§ Description of the task:
Write out, word for word, the rows below from the line with "it for paved" up to and including the line with "(0, 0), (450, 202)", and nothing else.

§ Data to use:
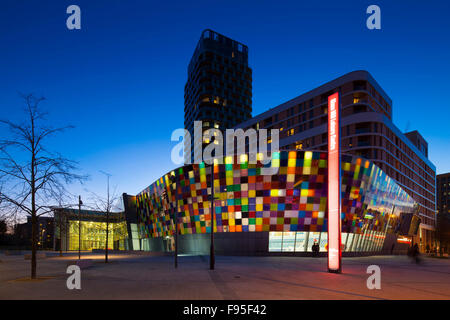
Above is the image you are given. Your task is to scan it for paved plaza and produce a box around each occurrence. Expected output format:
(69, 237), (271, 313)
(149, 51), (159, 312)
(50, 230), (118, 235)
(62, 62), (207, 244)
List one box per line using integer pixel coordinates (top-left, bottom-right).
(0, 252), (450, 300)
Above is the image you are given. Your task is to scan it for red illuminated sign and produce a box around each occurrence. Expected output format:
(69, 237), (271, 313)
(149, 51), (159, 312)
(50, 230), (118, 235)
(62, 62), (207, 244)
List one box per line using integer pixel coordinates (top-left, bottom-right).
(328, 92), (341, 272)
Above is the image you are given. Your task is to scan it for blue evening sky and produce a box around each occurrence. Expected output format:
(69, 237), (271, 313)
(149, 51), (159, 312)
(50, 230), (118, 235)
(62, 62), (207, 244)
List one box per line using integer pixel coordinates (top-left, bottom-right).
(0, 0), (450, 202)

* * *

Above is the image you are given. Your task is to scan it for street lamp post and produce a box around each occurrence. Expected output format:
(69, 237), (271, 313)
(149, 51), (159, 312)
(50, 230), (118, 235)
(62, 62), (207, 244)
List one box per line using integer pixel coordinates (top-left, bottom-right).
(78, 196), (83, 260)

§ Final result:
Above is the image you are given. Your task is to scan it for paved plaza and produce a box around each occurrence. Expected output format:
(69, 237), (271, 313)
(149, 51), (159, 312)
(50, 230), (118, 235)
(62, 62), (207, 244)
List one box per line using integer pixel coordinates (top-left, bottom-right).
(0, 252), (450, 300)
Above is the image you are given. Your task is to scan it for red illuminated sign and produce a box around each occurrence. Expected output format:
(69, 237), (271, 313)
(149, 51), (159, 312)
(50, 230), (118, 235)
(62, 62), (207, 244)
List one box per line using integer pixel coordinates (top-left, bottom-right).
(328, 92), (341, 272)
Above is the image you are given. Your task is to scan it for blue evening sky and produce a box around each occurrence. Expected output format:
(69, 237), (271, 313)
(149, 51), (159, 312)
(50, 230), (118, 235)
(62, 62), (207, 244)
List one box per line using integer pixel coordinates (top-left, bottom-right).
(0, 0), (450, 202)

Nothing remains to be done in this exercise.